What the task requires: Rewrite the far point text from "For an unaccommodated hypermetropic" to "the retina screen.", substituting "hyperopic" for "hypermetropic" each time it appears.

= Far point =

Farthest distance an eye can see

In visual perception, the far point is the farthest point at which an object can be placed (along the optical axis of the eye) for its image to be focused on the retina within the eye's accommodation. It is sometimes described as the farthest point from the eye at which images are clear. The other limit of eye's accommodation is the near point.

For an unaccommodated emmetropic eye, the far point is at infinity, but for the sake of practicality, infinity is considered to be 6 m because the accommodation change from 6 m to infinity is negligible. See visual acuity or Snellen chart for details about 6/6 (m) or 20/20 (ft) vision.

For an unaccommodated myopic eye, the far point is closer than 6 m. It depends upon the refractive error of the person's eye.

For an unaccommodated hypermetropic eye, incident light must be converging before entering the eye so as to focus on the retina. In this case (the hypermetropic eye) the focus point is behind the retina in virtual space, rather than on the retina screen.

Sometimes far point is given in diopters, the inverse of the distance in meters (see Simple myopia). For example, an individual who can see clearly out to 50 cm would have a far point of $\frac{1}{0.5\ \text{m}} = 2\ \text{diopters}$.

== Vision correction ==
A corrective lens can be used to correct myopia by imaging an object at infinity onto a virtual image at the patient's far point. According to the thin lens formula the required optical power P is

$$P \approx \frac{1}{\infty}-\frac{1}{\mathit FP} = -\frac{1}{\mathit FP},$$

where FP is the distance to the patient's far point. P is negative, because a diverging lens is required.

This calculation can be improved by taking into account the distance between the spectacle lens and the human eye, which is usually about 1.5 cm:

$$P = -\frac{1}{\mathit{FP}-0.015 \; \text{m}}.$$

For example, if a person has FP = 30 cm, then the optical power needed is P = −3.51 diopters where one diopter is the reciprocal of one meter.

[Saved entries]
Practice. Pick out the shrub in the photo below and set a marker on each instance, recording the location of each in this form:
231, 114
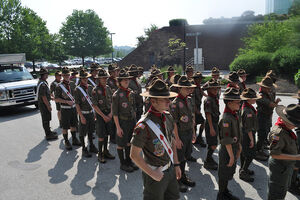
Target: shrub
254, 63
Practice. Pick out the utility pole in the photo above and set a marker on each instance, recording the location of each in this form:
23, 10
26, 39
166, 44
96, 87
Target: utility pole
112, 53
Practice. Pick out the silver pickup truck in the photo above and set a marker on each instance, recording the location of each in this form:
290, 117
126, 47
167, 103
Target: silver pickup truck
17, 86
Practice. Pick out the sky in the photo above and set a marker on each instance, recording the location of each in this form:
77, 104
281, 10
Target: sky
128, 19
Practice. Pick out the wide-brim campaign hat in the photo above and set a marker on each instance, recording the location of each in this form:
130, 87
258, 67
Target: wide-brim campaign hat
211, 84
184, 82
290, 114
124, 75
66, 71
215, 71
267, 82
232, 94
197, 75
83, 74
102, 74
242, 72
249, 93
43, 71
159, 89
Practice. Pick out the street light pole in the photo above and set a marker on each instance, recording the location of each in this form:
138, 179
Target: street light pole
112, 53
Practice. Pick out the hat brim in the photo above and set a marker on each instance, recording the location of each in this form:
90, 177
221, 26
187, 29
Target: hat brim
261, 84
280, 112
177, 85
172, 95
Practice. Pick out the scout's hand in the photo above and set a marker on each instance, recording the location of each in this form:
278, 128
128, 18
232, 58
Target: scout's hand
119, 132
231, 161
212, 132
178, 172
83, 120
179, 144
157, 174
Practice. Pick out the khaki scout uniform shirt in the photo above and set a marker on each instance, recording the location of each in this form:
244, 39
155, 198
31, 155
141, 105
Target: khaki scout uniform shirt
143, 137
59, 93
123, 106
182, 114
81, 100
102, 101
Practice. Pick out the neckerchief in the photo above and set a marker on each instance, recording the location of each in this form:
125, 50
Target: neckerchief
281, 124
228, 110
103, 89
213, 96
126, 90
246, 104
183, 98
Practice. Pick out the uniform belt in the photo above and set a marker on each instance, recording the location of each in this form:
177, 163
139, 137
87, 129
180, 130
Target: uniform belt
164, 168
67, 107
86, 112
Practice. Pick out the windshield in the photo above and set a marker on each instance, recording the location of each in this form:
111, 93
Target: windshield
14, 73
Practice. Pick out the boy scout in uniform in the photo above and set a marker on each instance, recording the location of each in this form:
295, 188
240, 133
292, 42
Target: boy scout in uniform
212, 113
265, 107
136, 87
184, 131
198, 94
249, 128
283, 150
85, 111
230, 140
53, 86
102, 98
158, 146
43, 93
123, 107
64, 95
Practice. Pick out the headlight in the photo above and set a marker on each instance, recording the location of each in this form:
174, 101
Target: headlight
3, 95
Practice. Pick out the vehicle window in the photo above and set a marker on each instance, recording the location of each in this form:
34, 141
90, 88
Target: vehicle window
11, 74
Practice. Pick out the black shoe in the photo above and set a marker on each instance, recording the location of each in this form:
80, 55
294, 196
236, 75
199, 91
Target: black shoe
101, 158
126, 168
86, 153
51, 136
182, 187
93, 149
210, 165
75, 141
229, 195
246, 177
108, 155
68, 146
186, 181
192, 159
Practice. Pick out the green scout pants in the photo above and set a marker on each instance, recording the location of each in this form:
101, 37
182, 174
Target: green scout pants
279, 179
166, 189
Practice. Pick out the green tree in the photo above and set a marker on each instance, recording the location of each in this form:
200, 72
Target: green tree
83, 34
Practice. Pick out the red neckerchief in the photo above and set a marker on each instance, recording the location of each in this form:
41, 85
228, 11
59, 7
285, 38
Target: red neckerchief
246, 104
67, 84
103, 89
281, 124
183, 98
126, 90
213, 96
227, 110
153, 111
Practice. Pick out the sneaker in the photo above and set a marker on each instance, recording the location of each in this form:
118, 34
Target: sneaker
101, 158
93, 149
126, 168
68, 146
86, 153
187, 181
108, 155
246, 177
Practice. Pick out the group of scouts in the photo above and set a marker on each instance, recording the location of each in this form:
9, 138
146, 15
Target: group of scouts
155, 130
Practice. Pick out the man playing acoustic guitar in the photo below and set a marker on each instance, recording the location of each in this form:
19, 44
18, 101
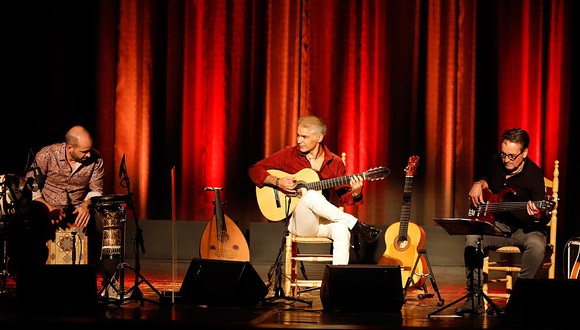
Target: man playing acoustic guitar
314, 215
512, 173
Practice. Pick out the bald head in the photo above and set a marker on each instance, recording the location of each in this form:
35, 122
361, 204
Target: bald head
78, 136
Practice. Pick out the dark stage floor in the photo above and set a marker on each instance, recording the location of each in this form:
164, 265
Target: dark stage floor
63, 300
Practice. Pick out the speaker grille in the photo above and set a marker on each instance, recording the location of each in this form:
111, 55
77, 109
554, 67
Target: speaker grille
362, 287
222, 283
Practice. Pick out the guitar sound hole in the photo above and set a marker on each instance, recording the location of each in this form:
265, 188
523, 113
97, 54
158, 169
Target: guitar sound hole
223, 237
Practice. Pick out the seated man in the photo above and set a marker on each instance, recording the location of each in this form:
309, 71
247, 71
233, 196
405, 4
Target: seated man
314, 215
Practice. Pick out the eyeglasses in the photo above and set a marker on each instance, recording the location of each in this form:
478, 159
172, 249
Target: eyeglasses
503, 155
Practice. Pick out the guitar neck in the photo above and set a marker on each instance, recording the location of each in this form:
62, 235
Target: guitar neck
330, 183
495, 207
406, 207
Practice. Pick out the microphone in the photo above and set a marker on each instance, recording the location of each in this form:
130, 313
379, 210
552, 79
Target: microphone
39, 178
122, 167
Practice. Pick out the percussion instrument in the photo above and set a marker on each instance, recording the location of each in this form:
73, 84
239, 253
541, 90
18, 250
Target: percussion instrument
69, 244
111, 211
15, 195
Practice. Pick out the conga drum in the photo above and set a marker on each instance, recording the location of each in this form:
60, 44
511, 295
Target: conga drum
111, 211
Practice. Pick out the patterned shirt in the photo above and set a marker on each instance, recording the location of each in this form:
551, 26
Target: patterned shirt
63, 186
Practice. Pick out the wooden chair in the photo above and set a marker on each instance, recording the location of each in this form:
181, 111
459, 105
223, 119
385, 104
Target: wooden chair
510, 256
294, 282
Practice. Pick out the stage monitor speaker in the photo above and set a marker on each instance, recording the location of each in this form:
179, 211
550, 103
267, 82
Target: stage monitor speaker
362, 287
223, 283
58, 288
544, 299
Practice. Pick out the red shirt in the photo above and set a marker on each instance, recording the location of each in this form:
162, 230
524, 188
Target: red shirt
291, 161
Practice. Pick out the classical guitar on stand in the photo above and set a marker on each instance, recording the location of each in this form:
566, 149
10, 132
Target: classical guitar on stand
275, 204
404, 239
222, 239
495, 203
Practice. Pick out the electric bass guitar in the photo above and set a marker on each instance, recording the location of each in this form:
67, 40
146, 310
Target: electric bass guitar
222, 239
404, 239
495, 204
275, 204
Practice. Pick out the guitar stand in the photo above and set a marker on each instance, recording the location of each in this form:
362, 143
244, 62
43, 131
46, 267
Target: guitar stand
277, 266
430, 275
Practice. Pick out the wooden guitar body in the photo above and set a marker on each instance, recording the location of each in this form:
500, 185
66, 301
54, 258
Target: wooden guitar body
276, 204
404, 239
403, 251
223, 244
221, 238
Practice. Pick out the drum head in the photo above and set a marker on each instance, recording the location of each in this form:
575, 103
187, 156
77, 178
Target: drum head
109, 199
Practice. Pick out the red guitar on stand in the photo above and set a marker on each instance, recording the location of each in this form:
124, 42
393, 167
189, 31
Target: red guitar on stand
404, 239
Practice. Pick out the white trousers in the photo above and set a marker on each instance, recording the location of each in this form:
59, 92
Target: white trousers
315, 216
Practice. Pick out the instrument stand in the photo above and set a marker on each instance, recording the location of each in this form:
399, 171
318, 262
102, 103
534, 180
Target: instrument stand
5, 274
471, 227
430, 275
133, 293
277, 267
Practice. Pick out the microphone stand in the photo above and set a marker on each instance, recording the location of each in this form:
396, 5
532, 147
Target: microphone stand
277, 268
136, 293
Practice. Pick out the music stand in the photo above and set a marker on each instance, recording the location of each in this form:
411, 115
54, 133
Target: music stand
461, 226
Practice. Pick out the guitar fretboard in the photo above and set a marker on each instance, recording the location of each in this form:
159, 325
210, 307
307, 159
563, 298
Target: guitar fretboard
406, 208
330, 183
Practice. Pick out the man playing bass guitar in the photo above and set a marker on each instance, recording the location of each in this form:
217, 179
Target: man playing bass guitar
509, 170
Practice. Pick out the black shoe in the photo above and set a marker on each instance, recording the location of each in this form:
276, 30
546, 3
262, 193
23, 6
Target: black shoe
369, 233
476, 307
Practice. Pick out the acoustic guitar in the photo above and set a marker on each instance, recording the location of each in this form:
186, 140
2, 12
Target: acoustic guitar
495, 203
404, 239
275, 204
222, 239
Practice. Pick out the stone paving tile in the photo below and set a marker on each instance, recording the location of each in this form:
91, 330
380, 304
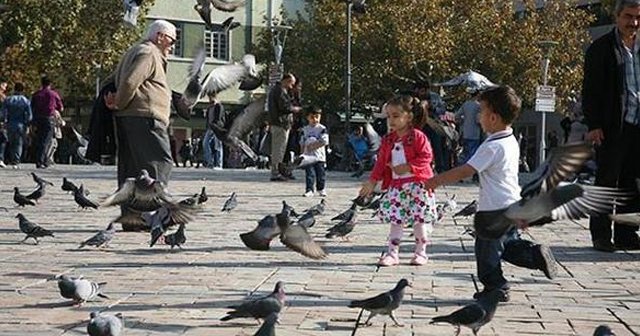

Expected output:
For an unaccommodated hyperopic eye, incident light must be converging before entering the eye so as to focus on the retina. In this case (the hyperopic eye) the focus point is behind the retina in virtual space, rather than on the retina screen.